DIRECTION = Transcribe all of the material exactly, except for its pictures.

SUPPLIED MATERIAL =
>>>

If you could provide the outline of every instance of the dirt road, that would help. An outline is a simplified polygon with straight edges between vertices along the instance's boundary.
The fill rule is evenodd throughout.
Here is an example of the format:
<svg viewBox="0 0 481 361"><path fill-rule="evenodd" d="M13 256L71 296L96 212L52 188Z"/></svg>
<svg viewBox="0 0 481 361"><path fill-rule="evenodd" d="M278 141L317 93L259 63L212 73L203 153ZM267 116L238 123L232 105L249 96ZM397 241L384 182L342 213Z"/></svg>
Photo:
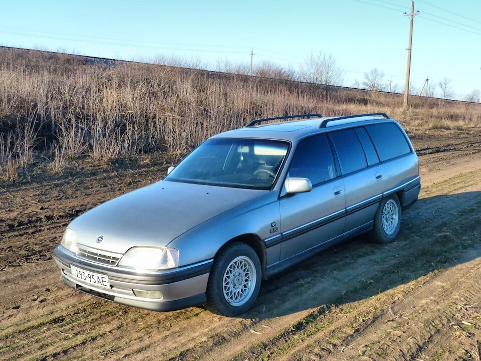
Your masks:
<svg viewBox="0 0 481 361"><path fill-rule="evenodd" d="M410 135L423 189L396 241L314 257L235 318L144 311L59 280L52 250L68 222L171 160L0 186L0 359L479 360L481 133Z"/></svg>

<<<

OUTPUT OF THE EXERCISE =
If you could provide the outline of every instance of the dirt road, that would help. An outline is a simplified polygon with straight edges between vertices along the instance's boundary.
The fill rule is evenodd throughout.
Here is an example of the format:
<svg viewBox="0 0 481 361"><path fill-rule="evenodd" d="M13 256L71 296L96 212L52 188Z"/></svg>
<svg viewBox="0 0 481 361"><path fill-rule="evenodd" d="M278 141L317 93L259 63L212 73L203 153ZM267 116L238 123L232 105L249 96ZM397 241L384 182L342 213Z"/></svg>
Photo:
Your masks:
<svg viewBox="0 0 481 361"><path fill-rule="evenodd" d="M410 135L423 189L396 241L314 257L235 318L144 311L59 280L52 250L68 222L171 160L0 186L0 359L479 360L481 133Z"/></svg>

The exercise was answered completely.